Problem to work on → Go line by line through the entries and show those that hold the string "island".

Data for the task: Begin

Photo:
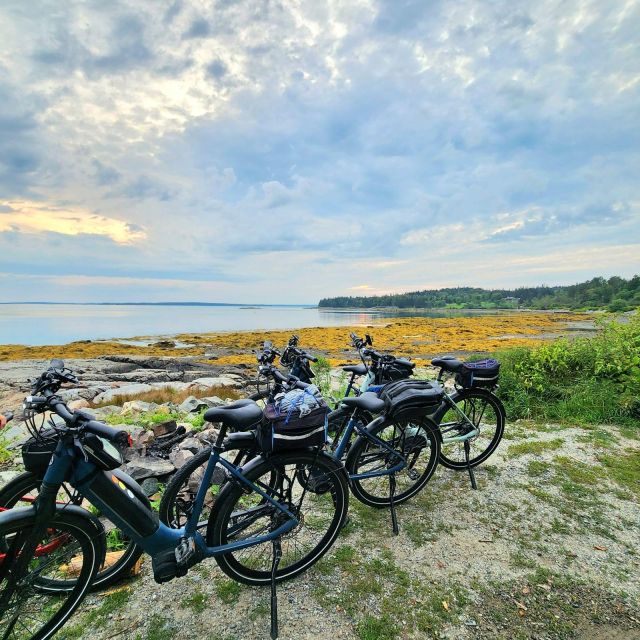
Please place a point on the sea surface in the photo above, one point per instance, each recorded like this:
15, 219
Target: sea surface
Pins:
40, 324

Data for the task: End
Data for the task: Begin

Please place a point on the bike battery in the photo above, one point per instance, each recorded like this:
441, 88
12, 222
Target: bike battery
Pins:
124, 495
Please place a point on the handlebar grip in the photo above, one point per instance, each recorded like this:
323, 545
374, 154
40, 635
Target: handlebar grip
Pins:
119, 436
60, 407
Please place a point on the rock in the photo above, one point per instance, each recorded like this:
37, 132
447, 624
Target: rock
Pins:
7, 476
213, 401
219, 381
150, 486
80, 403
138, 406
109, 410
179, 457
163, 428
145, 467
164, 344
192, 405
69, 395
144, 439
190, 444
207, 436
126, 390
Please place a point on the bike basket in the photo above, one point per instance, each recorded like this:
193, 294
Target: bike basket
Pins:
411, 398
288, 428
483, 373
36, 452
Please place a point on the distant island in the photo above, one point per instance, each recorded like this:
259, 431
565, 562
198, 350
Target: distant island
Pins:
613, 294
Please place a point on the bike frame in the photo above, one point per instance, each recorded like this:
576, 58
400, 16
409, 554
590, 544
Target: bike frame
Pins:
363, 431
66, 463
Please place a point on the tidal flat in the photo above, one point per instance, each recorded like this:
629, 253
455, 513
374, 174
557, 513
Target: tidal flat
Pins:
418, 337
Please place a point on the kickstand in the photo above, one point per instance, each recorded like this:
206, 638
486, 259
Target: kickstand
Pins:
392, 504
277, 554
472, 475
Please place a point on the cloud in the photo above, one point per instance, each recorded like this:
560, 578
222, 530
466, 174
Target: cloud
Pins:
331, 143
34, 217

Data for the task: End
Data for the task: Begin

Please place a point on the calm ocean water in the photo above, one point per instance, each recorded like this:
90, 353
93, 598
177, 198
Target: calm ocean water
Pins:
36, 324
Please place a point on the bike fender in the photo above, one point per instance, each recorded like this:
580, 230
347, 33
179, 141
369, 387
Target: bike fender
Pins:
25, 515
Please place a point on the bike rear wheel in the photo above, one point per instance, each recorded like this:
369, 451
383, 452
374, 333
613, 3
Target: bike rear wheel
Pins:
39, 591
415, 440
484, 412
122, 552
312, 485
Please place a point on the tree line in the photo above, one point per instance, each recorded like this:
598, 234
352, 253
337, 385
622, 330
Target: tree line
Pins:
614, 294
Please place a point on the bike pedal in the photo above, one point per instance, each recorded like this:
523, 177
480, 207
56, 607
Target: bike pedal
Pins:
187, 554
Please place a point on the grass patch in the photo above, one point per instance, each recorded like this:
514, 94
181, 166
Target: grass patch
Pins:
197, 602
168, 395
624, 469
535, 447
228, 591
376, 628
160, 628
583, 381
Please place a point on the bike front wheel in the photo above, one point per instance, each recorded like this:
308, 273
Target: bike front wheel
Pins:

Data for the task: End

Answer area →
Please place a point on the distant island in the photo above, one point per instance, each recorded like this:
Target: distant island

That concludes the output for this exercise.